### What is asked
Starting at the line containing "Question. Spot each instance of the window" and running through the end of the entries below, rewrite those lines with "street lamp" substituted by "lamp post" and nothing else altered.
-- BEGIN Entries --
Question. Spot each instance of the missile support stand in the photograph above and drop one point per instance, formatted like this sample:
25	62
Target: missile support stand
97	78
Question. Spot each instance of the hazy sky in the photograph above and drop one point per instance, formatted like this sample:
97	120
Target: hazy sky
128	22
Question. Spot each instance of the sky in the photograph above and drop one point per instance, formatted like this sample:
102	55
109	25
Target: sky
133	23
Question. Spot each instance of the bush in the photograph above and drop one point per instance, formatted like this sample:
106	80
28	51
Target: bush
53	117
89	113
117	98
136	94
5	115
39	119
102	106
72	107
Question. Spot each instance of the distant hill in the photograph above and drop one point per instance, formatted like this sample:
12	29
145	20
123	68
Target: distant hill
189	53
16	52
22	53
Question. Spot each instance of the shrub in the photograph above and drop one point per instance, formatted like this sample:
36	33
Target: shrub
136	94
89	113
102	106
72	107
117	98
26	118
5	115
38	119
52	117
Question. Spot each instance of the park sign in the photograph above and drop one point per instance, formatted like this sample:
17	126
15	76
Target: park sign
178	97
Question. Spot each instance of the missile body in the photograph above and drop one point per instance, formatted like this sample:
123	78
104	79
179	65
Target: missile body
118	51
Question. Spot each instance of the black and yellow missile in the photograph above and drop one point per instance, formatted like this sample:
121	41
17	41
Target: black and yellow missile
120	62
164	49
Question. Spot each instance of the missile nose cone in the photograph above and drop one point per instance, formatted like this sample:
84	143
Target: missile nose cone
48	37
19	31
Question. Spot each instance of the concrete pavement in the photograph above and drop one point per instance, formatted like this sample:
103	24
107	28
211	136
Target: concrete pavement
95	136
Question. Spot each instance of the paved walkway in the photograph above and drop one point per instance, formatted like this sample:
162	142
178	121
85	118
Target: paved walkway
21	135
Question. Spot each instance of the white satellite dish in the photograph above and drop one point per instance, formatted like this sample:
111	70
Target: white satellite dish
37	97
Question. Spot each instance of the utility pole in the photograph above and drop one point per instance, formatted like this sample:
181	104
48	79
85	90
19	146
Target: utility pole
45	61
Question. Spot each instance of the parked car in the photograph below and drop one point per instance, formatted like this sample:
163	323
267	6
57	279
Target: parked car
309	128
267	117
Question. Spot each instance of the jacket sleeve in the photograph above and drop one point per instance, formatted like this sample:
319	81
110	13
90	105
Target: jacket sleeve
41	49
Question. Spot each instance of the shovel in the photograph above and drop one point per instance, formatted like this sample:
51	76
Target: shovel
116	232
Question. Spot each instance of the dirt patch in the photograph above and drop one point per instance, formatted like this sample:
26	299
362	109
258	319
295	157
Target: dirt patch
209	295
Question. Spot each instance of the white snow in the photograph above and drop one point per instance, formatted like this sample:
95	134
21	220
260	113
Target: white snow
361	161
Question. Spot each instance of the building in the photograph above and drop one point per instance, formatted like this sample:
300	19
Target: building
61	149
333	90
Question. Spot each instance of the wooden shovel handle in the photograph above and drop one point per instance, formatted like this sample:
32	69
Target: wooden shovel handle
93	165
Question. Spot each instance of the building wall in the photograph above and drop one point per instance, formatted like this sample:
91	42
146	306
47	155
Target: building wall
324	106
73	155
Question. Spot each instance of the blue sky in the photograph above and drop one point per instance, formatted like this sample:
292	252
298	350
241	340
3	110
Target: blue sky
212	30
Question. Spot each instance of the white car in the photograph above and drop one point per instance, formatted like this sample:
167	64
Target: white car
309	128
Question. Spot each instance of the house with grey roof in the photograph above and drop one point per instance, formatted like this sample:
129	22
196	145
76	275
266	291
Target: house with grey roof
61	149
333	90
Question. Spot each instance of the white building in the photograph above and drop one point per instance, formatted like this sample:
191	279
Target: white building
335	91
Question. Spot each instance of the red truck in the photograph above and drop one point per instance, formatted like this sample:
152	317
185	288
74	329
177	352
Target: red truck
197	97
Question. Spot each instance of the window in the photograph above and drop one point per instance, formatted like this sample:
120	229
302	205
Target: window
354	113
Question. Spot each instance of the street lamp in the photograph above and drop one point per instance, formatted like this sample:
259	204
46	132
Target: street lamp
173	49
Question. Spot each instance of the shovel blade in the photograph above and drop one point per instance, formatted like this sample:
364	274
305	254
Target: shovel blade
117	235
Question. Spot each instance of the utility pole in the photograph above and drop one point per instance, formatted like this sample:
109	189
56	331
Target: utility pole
-- END Entries --
### Final result
Question. Spot each instance of the window in the photograph above and drop one point per instance, formatted like this sample:
120	229
302	205
Target: window
354	113
Question. Spot each instance of the lamp post in the photograph above and drop one point per instance, formatted like this sample:
259	204
46	132
Target: lamp post
173	49
Question. Spot each instance of the shovel blade in the photograph above and drop one point per instance, formatted like this sample:
364	274
305	254
Target: shovel blade
117	235
Question. Spot each instance of the utility pole in the photograph above and drop one point per instance, formatted like this sample:
109	189
56	331
Target: utility pole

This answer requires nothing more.